Se le virtù sono una concreta deificazione, il presupposto per apprendere la virtù delle virtù, che è l’amore, allora il vizio danneggia la capacità d’amare. Massimo spiega che “scopo della provvidenza divina è unire mediante la retta fede e la carità spirituale quelli che sono stati variamente divisi dal male”6. Scrivendo innanzitutto a monaci, aggiunge che “il male che ti separa dal fratello” include “invidiare o essere invidiato, danneggiare o essere danneggiato, disprezzare o essere disprezzato e i pensieri che nascono dal sospetto”7. Massimo è inoltre accorto nel riconoscere che il vizio produce vizio, cioè che non è semplicemente l’atto del vizio che nuoce alla capacità di amare, ma è “l’essere stretto dalla morsa del vizio”. “Le cose che mettono fine alla carità sono queste: ad esempio disonore, danno, calunnia o riguardo alla fede o riguardo ai costumi; percosse, ferite o simili, e ciò sia che capiti a te sia a qualcuno dei tuoi parenti o amici”8. I vizi producono e sono tali emozioni affettive quali la collera, l’odio, la paura. Attraverso i suoi scritti, Massimo sta cercando sia di dare consigli sia di esortare a una forma di addestramento che può superare ciò che sono, in definitiva, emozioni corrosive, comunque giustificate.

### Attività richieste
a) Nel brano sulla carità e il vizio, quale scopo attribuisce Massimo alla provvidenza divina?
b) Prosegui il brano sulla carità e il vizio a partire dalla sua ultima frase.

### Dati forniti
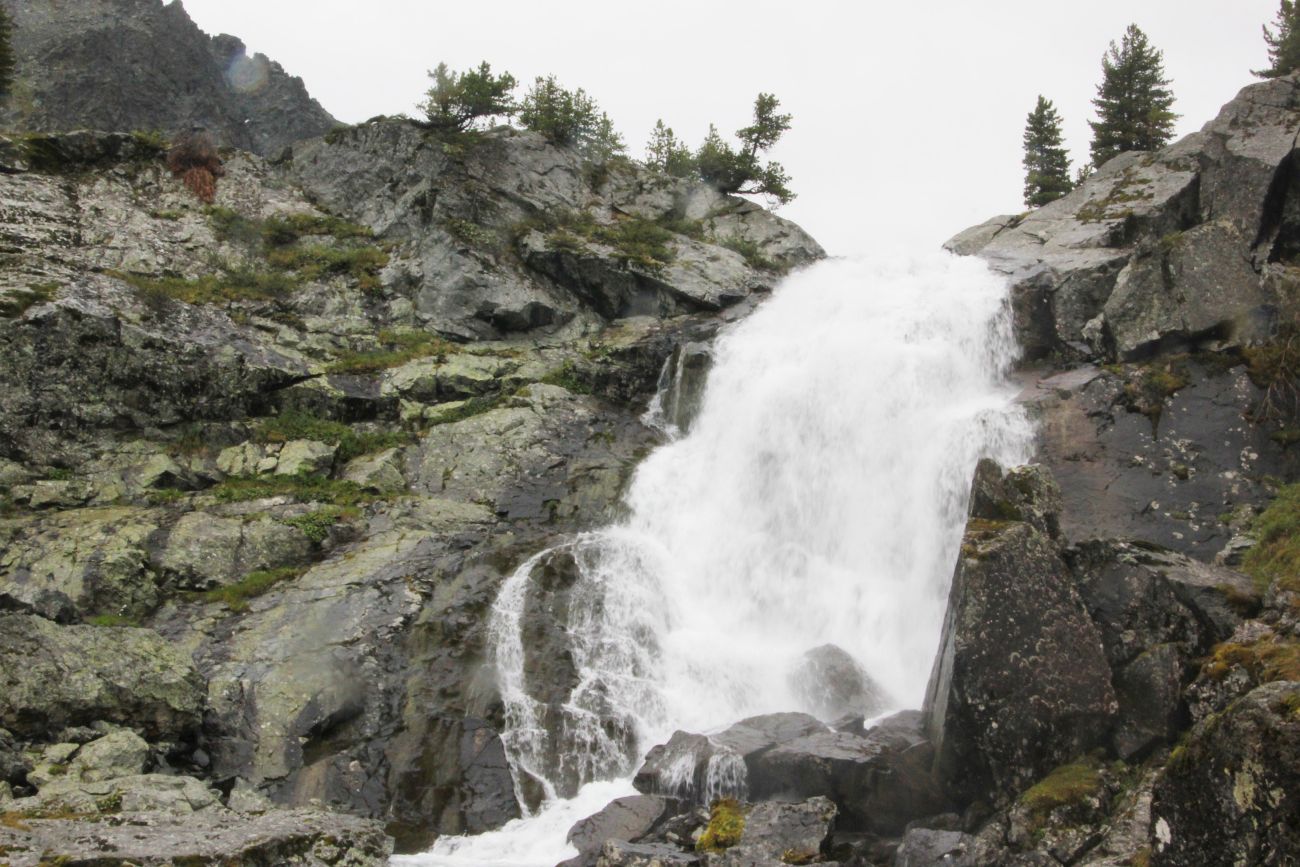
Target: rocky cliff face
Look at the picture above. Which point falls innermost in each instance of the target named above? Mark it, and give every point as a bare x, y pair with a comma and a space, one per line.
1143, 710
142, 65
300, 436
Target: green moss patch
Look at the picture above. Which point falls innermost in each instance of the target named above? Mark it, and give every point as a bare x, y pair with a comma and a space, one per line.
255, 584
726, 826
395, 349
316, 525
316, 261
16, 302
567, 376
303, 488
1067, 785
235, 284
1277, 532
294, 424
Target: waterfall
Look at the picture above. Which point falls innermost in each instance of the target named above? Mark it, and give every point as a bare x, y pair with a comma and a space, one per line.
818, 498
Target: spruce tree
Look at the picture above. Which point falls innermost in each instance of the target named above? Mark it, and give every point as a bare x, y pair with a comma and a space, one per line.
1283, 43
1134, 102
5, 55
1047, 164
666, 152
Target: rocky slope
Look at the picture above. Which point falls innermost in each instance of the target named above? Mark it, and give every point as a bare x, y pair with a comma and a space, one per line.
1118, 679
267, 462
142, 65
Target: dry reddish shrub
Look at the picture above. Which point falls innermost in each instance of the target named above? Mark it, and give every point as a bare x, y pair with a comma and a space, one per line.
194, 159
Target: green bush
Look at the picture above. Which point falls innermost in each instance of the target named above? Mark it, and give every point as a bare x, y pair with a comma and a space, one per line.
570, 118
294, 424
740, 170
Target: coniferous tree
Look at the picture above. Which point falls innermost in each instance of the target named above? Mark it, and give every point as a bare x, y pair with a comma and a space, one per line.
1047, 164
731, 170
667, 154
570, 117
5, 55
459, 99
1283, 43
1134, 102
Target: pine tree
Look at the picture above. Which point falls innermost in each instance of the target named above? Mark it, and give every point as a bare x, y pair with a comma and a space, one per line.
731, 170
1283, 43
5, 55
664, 152
1047, 164
456, 100
1134, 102
570, 117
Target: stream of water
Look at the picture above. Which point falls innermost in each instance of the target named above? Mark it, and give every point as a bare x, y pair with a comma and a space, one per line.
818, 498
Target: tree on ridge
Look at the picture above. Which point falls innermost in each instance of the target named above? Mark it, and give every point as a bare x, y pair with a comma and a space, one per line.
1047, 164
1283, 43
1134, 100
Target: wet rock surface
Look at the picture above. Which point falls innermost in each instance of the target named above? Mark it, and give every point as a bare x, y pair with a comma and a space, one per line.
1157, 251
215, 837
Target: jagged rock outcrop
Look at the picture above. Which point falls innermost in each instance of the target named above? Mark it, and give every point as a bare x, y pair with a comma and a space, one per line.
55, 676
1021, 681
1181, 247
213, 837
1162, 451
306, 446
1230, 793
126, 65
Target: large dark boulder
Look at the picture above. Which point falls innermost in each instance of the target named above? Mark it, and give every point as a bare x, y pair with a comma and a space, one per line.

### Soluzioni dell'esercizio
a) Unire mediante la retta fede e la carità spirituale quelli che sono stati variamente divisi dal male.

b)
È significativa anche l’analisi di Massimo riguardo al rapporto delle immagini con la coltura dei vizi e delle virtù. Secondo Massimo, ciò che spesso suscita e sviluppa un vizio sono immagini o pensieri che si presentano all’essere umano. Massimo spiega che “carità e padronanza di sé conservano la mente immune da passione rispetto alle cose e alle loro idee … tutta la lotta del monaco contro i demoni è per allontanare le passioni dalle idee”9. Massimo ammonisce anche: “Quando ricevi violenza da parte di qualcuno o sei oltraggiato in qualche cosa, allora guardati dai pensieri dell’ira, perché questi, separandoti dalla carità con la tristezza, non ti pongano nella regione dell’odio”10. In relazione alle immagini che suscitano il vizio, questa resistenza non consiste nel rimuovere l’immagine, ma nel disattivare il suo potere di evocare tali sentimenti di collera o di ostilità. Essere virtuoso è sperimentare dinanzi alle immagini emozioni e desideri che coltivano relazioni autentiche.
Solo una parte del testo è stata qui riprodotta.